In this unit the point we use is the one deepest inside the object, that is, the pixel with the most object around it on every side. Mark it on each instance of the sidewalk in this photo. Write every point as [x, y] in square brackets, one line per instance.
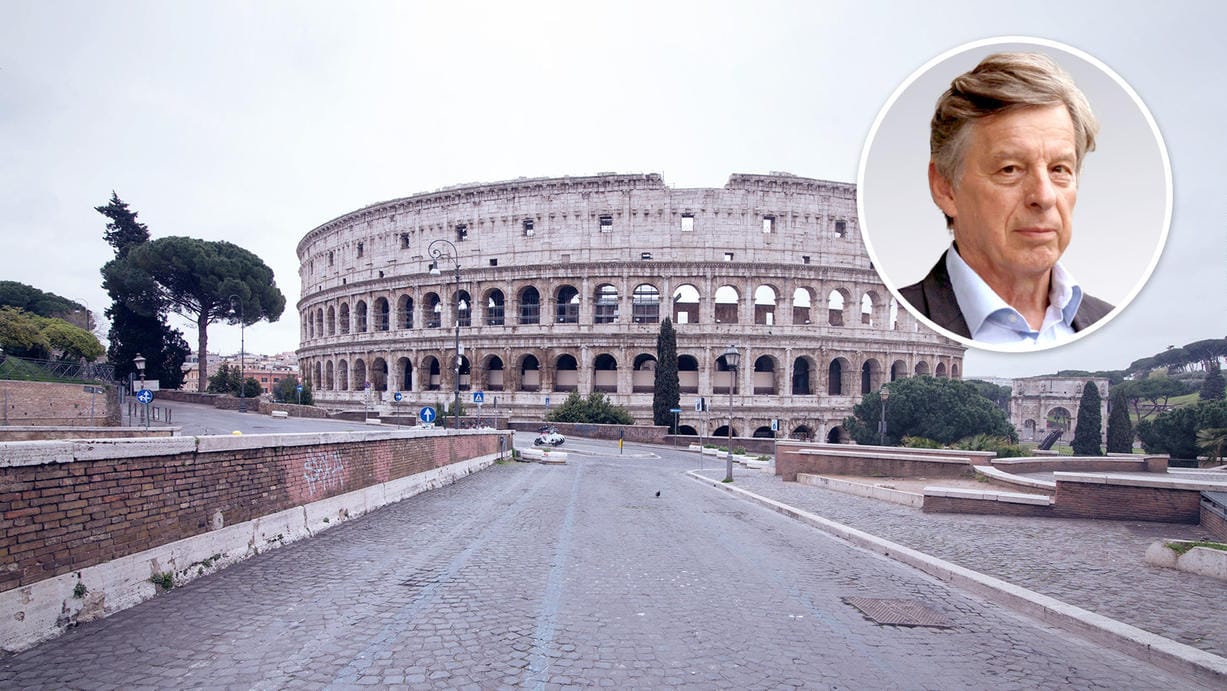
[1095, 565]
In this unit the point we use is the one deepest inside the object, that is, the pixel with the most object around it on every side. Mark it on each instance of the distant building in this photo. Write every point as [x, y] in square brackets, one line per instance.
[1039, 405]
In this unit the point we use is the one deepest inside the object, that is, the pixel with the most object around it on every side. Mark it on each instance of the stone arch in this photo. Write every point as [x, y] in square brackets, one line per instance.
[433, 374]
[687, 374]
[765, 304]
[379, 374]
[803, 303]
[765, 379]
[606, 304]
[493, 372]
[566, 304]
[496, 306]
[382, 313]
[839, 377]
[530, 304]
[566, 373]
[405, 312]
[646, 304]
[605, 373]
[870, 376]
[720, 378]
[404, 374]
[643, 376]
[804, 377]
[433, 307]
[728, 304]
[837, 307]
[530, 373]
[686, 304]
[464, 308]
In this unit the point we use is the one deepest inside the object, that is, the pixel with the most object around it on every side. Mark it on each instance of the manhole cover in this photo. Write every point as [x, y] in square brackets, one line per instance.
[898, 613]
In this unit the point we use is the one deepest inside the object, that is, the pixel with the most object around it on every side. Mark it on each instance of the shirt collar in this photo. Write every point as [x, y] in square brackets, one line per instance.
[978, 302]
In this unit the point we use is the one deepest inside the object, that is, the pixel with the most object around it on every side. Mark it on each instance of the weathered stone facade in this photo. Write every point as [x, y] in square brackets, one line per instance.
[563, 282]
[1042, 404]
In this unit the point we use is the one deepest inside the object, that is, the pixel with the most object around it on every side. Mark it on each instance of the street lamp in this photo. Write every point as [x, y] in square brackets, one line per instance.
[731, 357]
[438, 252]
[884, 393]
[139, 361]
[242, 352]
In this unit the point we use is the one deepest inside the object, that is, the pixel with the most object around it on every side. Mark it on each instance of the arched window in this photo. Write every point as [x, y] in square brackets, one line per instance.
[530, 306]
[606, 304]
[646, 304]
[567, 306]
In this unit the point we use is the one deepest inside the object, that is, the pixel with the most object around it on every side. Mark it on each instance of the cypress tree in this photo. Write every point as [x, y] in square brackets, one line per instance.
[1090, 420]
[666, 387]
[1120, 431]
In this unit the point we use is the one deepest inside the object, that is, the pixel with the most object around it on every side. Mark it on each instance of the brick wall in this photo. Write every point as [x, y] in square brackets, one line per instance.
[82, 503]
[53, 404]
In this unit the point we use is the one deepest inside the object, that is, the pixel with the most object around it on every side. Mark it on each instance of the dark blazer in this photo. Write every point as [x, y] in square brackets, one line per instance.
[935, 298]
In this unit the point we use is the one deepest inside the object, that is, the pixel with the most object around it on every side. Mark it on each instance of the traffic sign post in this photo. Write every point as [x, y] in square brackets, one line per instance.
[427, 415]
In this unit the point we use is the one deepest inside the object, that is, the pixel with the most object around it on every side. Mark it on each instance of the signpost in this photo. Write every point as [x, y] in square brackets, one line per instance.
[427, 415]
[145, 397]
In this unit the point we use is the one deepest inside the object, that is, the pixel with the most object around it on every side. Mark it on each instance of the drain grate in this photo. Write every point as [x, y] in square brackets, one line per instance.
[898, 613]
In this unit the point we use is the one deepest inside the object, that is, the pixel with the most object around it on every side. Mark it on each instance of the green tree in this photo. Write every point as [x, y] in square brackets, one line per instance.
[1090, 422]
[286, 390]
[666, 387]
[1214, 387]
[1176, 431]
[594, 410]
[196, 279]
[1120, 431]
[939, 409]
[138, 320]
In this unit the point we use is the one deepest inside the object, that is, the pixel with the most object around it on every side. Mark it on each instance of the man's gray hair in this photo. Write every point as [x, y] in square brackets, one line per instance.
[1001, 82]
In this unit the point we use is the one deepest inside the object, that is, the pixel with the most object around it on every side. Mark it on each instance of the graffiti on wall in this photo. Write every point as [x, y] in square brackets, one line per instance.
[323, 471]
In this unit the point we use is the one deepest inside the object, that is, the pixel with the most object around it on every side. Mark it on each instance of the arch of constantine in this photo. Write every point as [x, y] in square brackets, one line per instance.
[563, 284]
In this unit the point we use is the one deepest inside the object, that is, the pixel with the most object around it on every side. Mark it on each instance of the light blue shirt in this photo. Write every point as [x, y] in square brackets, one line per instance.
[992, 320]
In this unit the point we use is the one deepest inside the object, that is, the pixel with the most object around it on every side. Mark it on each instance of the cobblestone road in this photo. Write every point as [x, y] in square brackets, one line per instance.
[546, 577]
[1096, 565]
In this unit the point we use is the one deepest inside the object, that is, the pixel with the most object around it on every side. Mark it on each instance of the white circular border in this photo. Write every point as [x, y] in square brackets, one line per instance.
[1046, 43]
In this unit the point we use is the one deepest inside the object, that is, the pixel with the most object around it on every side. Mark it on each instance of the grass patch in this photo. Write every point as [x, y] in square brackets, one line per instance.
[1180, 548]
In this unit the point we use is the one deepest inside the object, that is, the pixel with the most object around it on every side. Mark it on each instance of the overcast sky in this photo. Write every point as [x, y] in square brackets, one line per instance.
[257, 122]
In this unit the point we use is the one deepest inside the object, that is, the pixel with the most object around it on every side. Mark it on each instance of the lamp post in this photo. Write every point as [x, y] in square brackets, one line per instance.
[731, 357]
[884, 393]
[139, 361]
[438, 252]
[242, 352]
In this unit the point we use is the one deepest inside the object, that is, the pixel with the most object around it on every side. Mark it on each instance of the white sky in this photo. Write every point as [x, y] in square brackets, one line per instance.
[257, 122]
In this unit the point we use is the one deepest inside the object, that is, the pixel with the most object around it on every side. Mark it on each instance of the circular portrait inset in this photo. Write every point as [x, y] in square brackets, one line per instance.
[1015, 194]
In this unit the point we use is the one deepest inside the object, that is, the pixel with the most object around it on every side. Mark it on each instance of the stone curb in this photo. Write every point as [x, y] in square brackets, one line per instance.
[1205, 668]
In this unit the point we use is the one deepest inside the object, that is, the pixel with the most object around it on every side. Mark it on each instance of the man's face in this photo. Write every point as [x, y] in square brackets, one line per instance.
[1012, 200]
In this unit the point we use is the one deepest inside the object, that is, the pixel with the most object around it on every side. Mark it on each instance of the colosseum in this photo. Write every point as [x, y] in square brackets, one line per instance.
[562, 287]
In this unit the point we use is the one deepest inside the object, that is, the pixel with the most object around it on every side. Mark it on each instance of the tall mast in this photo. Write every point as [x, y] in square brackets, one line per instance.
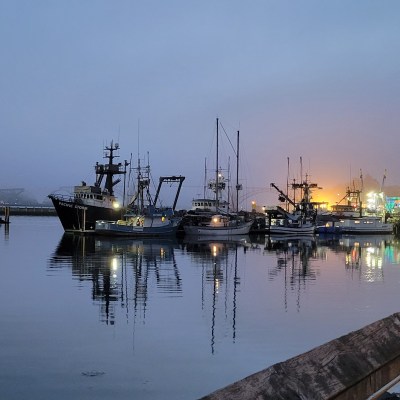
[216, 175]
[237, 174]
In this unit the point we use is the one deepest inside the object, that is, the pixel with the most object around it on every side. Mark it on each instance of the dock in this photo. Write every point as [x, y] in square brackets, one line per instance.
[354, 366]
[30, 210]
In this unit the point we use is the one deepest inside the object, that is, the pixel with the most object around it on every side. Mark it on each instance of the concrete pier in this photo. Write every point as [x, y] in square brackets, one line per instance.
[354, 366]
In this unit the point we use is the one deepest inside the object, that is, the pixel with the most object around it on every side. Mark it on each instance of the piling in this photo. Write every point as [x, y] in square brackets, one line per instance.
[352, 367]
[6, 219]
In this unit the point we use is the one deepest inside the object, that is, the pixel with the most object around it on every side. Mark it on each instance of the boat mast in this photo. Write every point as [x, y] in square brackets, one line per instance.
[109, 170]
[237, 174]
[216, 175]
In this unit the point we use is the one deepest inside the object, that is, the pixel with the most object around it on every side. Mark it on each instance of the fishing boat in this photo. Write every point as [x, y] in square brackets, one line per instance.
[300, 221]
[79, 211]
[144, 217]
[348, 218]
[364, 225]
[215, 222]
[220, 225]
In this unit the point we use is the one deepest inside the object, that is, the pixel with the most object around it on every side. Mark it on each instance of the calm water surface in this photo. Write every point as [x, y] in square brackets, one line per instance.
[96, 318]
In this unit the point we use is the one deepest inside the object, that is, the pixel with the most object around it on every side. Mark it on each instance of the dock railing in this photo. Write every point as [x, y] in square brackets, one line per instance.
[356, 366]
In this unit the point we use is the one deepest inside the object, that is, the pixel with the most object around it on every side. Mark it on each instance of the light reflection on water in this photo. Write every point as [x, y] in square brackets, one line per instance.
[94, 317]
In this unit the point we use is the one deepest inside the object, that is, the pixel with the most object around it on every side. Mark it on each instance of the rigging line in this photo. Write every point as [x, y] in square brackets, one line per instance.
[229, 140]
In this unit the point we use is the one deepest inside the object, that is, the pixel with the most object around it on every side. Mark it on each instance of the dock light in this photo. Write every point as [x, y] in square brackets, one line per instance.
[214, 250]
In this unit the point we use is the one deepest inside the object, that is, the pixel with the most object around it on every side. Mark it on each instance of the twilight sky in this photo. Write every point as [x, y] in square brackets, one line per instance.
[313, 79]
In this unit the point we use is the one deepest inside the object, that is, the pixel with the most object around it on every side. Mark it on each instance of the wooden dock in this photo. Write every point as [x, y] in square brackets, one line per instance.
[353, 367]
[29, 210]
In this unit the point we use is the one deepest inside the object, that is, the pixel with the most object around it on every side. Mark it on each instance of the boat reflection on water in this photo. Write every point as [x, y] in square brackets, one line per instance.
[119, 269]
[217, 256]
[294, 256]
[365, 254]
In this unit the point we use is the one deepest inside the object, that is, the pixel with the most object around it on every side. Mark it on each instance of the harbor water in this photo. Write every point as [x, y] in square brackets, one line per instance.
[104, 318]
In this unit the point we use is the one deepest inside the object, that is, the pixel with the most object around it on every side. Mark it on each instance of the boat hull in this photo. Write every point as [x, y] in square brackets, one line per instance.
[114, 229]
[357, 226]
[295, 231]
[242, 229]
[77, 217]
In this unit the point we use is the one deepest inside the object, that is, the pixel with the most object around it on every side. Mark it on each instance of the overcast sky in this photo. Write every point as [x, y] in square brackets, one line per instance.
[313, 79]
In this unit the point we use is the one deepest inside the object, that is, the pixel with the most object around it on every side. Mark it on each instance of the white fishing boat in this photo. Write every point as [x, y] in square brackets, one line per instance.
[300, 221]
[219, 223]
[79, 211]
[144, 217]
[364, 225]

Work required:
Give back exactly the lines running from the line containing "the white fishing" through the end of the material above, both included, and nothing beyond them.

Reply:
In this unit the point we use is the one deepest inside the object, that is, the pixel with the most object around it on every side. Mark it on each instance of the white fishing boat in this photo. Write every point as [x, y] in square brackets, one line per instance.
[300, 221]
[219, 223]
[79, 211]
[144, 217]
[364, 225]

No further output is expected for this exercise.